** Start of EXERCISE MATERIALS **

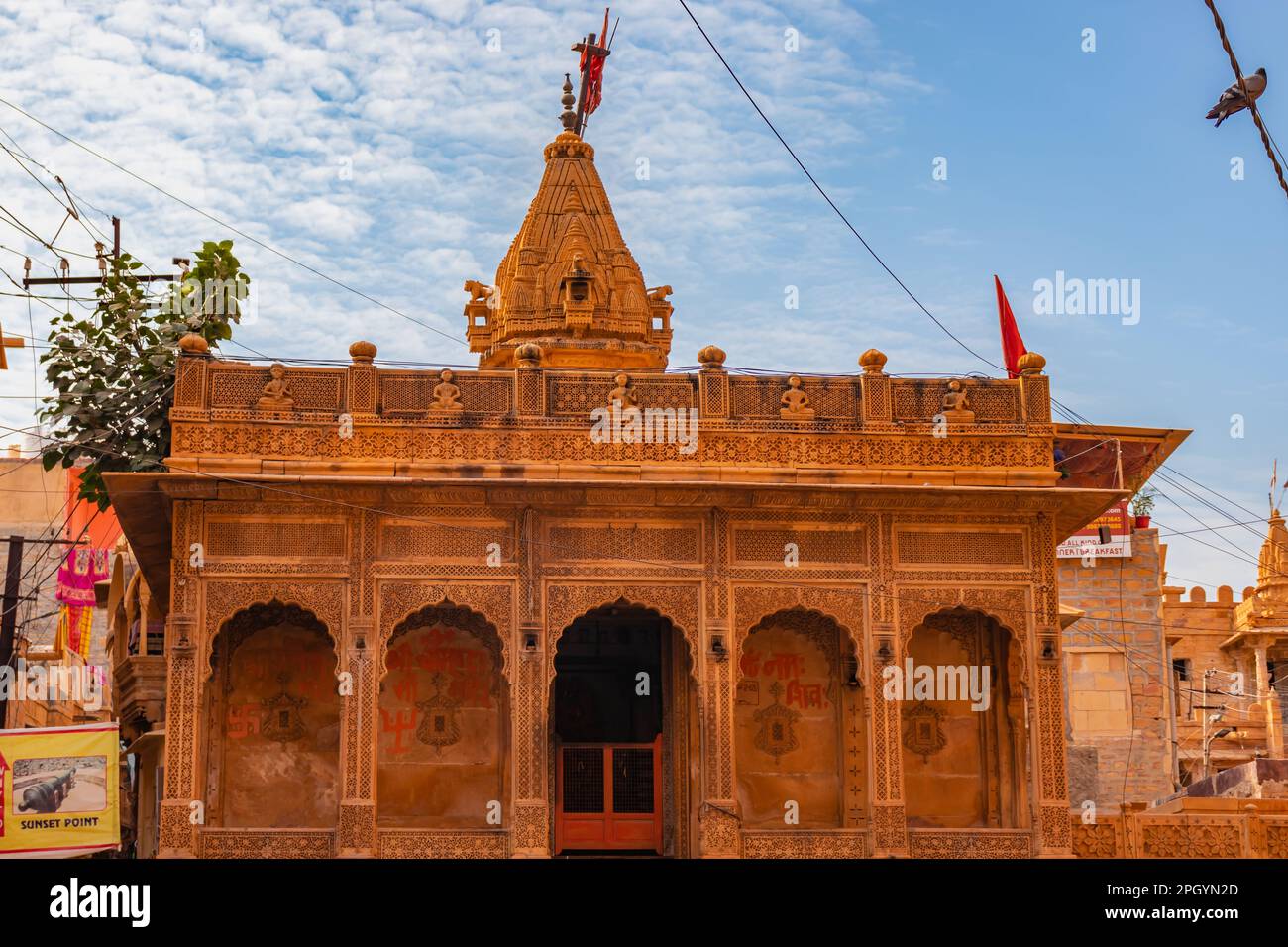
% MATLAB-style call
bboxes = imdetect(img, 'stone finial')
[1017,352,1046,374]
[514,342,542,368]
[349,339,376,365]
[559,72,577,132]
[698,346,726,368]
[859,349,886,374]
[179,333,210,356]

** End of EXERCISE MATERIALS **

WRITTEN INSTRUCTION → Reproduce every line of the items above verbatim, leaving out the pictures.

OUTPUT OF THE EXERCISE →
% MATLAB-style call
bboxes = imdetect(img, 'stone finial')
[1017,352,1046,374]
[514,342,542,368]
[349,339,376,365]
[559,72,577,132]
[698,346,726,368]
[859,349,886,374]
[179,333,210,356]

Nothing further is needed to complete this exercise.